::: TEXT SHOWN

Jessie Reyez at Paradiso – captured from the photo pit
- Focus and Framed auther
- Sep 27
- 2 min read
There are nights in the photo pit where adrenaline takes over and every frame feels like striking gold in midair. Jessie Reyez at Paradiso was one of those nights.
The crowd is buzzing, packed shoulder to shoulder, waiting for something to happen. The lights dim. Silence. And then—suddenly—she’s there. Out of nowhere. Sunglasses on, stance cool and unapologetic, She owns the room from moment one. The audience erupts, and Paradiso shakes to its core.

From the pit, the perspective is different. You feel the roar of the crowd behind you, but your focus is locked on the stage. Two cameras hanging around my neck, two lenses ready to go. Wide-angle for the chaos and the crowd, telephoto for the details in her expression. Jessie moves effortlessly—sometimes subtle, sometimes explosive. Every second is a chance to freeze that energy in time.
What struck me most was her balance of strength and vulnerability. Her voice cuts through the air like a blade, raw and fierce, yet her movements carry emotion, honesty. She leans toward the crowd, presence undeniable. Hands reach out, voices rise—it’s a surge of energy that somehow still feels personal. At one point, a girl behind me even leaned over, passing flowers above my head straight into Jessie’s hands.

Shooting a show like this is pure sprinting with a camera. Light shifts constantly, angles disappear in a flash, and you’ve got fractions of a second to react. Miss it, and it’s gone forever. Catch it, and you’ve frozen a piece of magic. That’s the thrill: knowing every frame could be the shot.

And these are the shots. A collection of moments from a night where Jessie Reyez turned Paradiso upside down and inside out. Looking back, it doesn’t feel like I just took photos—I captured a surge of energy that belonged to everyone in that room.


Walking out of the pit, I carried the energy with me—and remembered why I do this. This is why I photograph.

::::::
::: DATA UNDER STUDY

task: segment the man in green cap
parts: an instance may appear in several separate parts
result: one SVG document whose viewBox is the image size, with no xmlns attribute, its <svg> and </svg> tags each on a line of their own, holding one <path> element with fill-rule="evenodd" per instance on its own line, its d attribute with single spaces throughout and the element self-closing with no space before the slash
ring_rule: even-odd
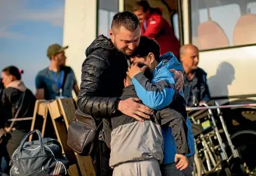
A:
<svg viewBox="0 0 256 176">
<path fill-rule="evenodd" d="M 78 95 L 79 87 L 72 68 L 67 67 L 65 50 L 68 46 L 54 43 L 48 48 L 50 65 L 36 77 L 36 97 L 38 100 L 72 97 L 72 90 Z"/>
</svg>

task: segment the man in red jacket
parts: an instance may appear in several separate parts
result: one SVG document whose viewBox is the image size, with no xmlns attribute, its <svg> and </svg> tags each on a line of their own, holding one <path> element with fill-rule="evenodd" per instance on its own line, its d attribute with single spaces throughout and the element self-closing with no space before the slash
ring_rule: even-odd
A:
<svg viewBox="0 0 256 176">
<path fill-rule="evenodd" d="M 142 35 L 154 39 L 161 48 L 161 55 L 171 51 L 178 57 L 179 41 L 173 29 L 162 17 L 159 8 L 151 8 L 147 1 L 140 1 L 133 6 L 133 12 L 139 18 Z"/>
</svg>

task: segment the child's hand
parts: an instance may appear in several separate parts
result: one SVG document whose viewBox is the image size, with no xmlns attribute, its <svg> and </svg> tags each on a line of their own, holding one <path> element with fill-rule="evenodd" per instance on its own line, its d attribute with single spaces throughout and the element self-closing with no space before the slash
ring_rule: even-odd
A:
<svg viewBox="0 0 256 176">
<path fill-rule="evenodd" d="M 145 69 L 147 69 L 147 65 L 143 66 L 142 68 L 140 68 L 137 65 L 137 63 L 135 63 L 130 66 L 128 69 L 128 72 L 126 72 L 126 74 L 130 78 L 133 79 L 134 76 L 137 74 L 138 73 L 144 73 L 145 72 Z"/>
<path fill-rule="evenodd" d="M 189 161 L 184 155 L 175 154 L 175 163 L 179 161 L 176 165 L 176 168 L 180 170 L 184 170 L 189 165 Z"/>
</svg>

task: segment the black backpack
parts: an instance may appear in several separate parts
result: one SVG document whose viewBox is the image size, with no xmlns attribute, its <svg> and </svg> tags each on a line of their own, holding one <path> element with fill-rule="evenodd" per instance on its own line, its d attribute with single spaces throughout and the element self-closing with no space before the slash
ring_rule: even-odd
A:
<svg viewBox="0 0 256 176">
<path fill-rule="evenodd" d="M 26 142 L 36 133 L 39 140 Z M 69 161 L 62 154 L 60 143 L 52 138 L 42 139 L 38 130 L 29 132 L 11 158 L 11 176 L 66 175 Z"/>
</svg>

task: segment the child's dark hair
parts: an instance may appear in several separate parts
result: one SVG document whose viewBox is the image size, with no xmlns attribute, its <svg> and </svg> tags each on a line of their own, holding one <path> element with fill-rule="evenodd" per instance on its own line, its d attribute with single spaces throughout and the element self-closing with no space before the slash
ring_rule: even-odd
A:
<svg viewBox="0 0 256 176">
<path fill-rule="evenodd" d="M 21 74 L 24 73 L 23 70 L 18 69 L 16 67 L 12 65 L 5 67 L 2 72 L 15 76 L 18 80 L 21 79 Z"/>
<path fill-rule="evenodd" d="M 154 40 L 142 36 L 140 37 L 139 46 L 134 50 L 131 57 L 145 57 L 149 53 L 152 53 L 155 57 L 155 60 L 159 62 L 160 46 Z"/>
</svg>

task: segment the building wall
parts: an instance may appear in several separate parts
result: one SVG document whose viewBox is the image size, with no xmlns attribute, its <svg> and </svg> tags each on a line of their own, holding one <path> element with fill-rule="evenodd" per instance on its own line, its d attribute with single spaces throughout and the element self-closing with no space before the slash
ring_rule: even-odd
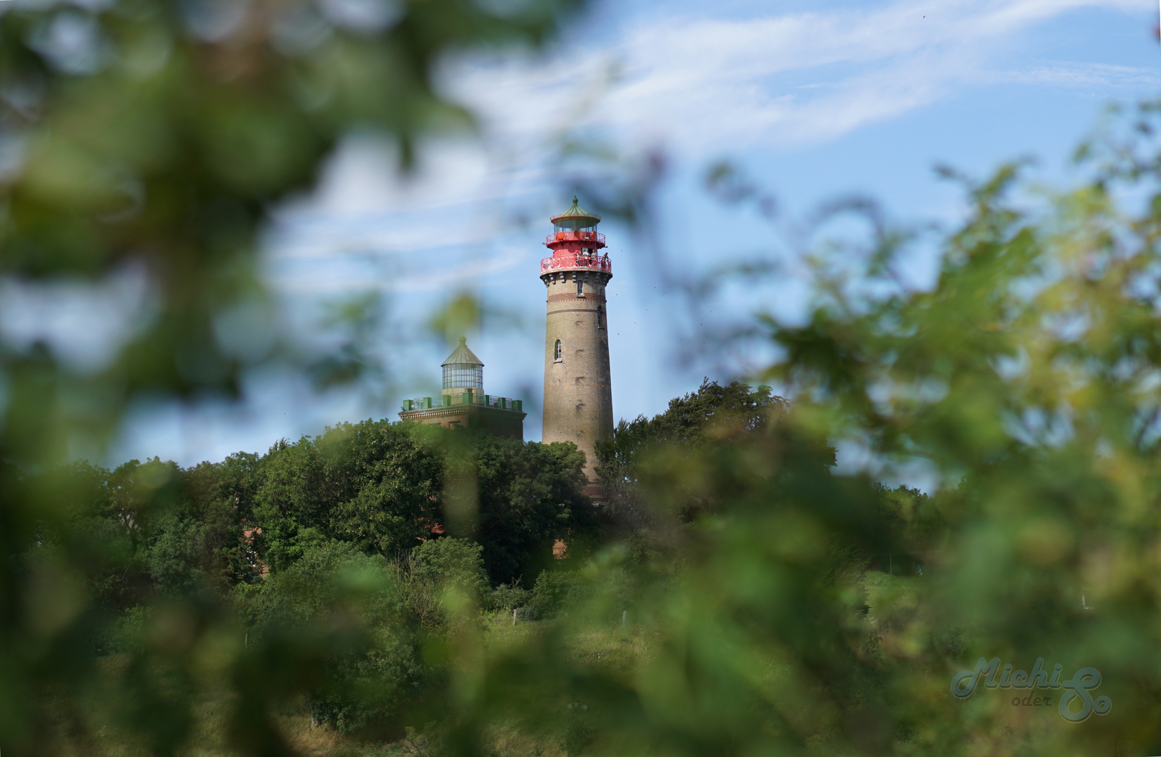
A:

::::::

ACTIVITY A ::
Return the passage of the Paradiso concert post starting with "And these are" and going on through "in that room.", copied word for word.
ACTIVITY B ::
Translate this sentence from the Paradiso concert post into Spanish: "Jessie Reyez at Paradiso was one of those nights."
ACTIVITY C ::
According to the Paradiso concert post, what did a girl behind the writer pass straight into Jessie's hands?

RESPONSE A ::
And these are the shots. A collection of moments from a night where Jessie Reyez turned Paradiso upside down and inside out. Looking back, it doesn’t feel like I just took photos—I captured a surge of energy that belonged to everyone in that room.

RESPONSE B ::
Jessie Reyez en Paradiso fue una de esas noches.

RESPONSE C ::
Flowers.